Copy every line of the listing below word for word.

[BEGIN Data in this exercise]

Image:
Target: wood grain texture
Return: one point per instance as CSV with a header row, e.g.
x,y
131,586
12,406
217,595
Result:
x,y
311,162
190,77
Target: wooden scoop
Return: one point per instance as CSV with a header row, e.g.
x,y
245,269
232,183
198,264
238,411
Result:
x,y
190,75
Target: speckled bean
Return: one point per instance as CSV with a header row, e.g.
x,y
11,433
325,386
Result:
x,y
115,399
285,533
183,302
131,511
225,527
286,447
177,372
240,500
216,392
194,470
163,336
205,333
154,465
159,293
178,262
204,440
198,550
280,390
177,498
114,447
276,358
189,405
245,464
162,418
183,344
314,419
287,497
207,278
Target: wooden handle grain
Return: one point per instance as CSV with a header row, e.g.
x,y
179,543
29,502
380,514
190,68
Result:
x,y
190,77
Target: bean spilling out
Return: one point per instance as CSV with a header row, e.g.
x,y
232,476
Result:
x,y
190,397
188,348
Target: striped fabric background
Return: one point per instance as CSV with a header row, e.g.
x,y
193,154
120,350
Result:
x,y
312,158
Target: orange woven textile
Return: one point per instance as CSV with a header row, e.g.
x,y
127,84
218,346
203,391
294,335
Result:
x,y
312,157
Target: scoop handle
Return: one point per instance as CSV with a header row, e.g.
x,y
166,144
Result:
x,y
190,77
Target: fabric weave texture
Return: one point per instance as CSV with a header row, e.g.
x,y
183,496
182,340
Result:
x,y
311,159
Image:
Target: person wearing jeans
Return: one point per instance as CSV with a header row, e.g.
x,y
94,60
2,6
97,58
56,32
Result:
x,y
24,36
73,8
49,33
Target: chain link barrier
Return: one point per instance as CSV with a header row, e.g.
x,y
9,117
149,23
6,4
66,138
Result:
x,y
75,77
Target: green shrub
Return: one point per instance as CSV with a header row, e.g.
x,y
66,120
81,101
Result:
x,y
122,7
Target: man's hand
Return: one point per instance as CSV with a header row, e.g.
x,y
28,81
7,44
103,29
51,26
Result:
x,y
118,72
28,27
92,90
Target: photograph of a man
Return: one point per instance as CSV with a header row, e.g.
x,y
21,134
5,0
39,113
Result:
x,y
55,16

[END Data in this exercise]

Solution to the exercise:
Image:
Target: wood grain texture
Return: one point per instance as CSV with a header row, e.g.
x,y
131,586
12,406
217,595
Result:
x,y
311,162
190,77
Target: wooden scoop
Return: one point per instance as CSV with a header row, e.g.
x,y
245,269
232,183
198,264
238,411
Result:
x,y
190,75
Target: speckled bean
Return: one point per instance as CSV with a header row, e.g.
x,y
11,433
325,386
Result:
x,y
115,399
285,533
183,302
131,511
225,527
286,447
177,372
240,500
216,392
194,470
163,336
205,333
154,465
159,293
178,262
204,440
198,550
280,390
177,498
114,447
276,358
189,405
245,464
162,418
183,344
314,419
287,497
207,278
Target: wooden handle grain
Return: one point per instance as CSV with a header row, e.g.
x,y
179,543
29,502
380,514
190,68
Result:
x,y
190,77
Target: bean spilling out
Return: one point per instance as CSV with a header row, e.g.
x,y
232,476
Result:
x,y
190,397
188,348
Target: striped fabric background
Return: one point per instance as CSV with a header row, e.g.
x,y
193,154
120,350
Result:
x,y
312,158
Target: orange woven textile
Return: one point per instance as CSV with a header row, e.g.
x,y
127,84
218,346
203,391
294,335
Result:
x,y
312,157
Target: scoop handle
Return: one point per instance as CSV with a header row, e.g.
x,y
166,144
Result:
x,y
190,77
Target: fabric weave texture
Return: one point per instance as CSV with a header row, e.g.
x,y
183,496
182,340
Result:
x,y
311,159
Image:
Target: person wearing jeans
Return: one point per instance as CSV with a header row, e.g.
x,y
94,60
2,6
97,58
56,32
Result:
x,y
24,36
73,8
49,33
Target: chain link barrier
Return: one point per instance as CSV with a header row, e.g.
x,y
9,117
149,23
6,4
66,138
Result:
x,y
75,77
Target: green shrub
Return: one point per instance as CSV with a header row, e.g.
x,y
66,120
81,101
Result:
x,y
122,7
Target: man's hand
Return: one point per instance as CSV with a header row, e.g.
x,y
28,81
7,44
103,29
51,26
Result:
x,y
118,72
28,27
92,90
Target: photograph of a man
Return: one point per instance as CSV with a header row, e.g.
x,y
21,134
5,0
39,113
Result:
x,y
55,16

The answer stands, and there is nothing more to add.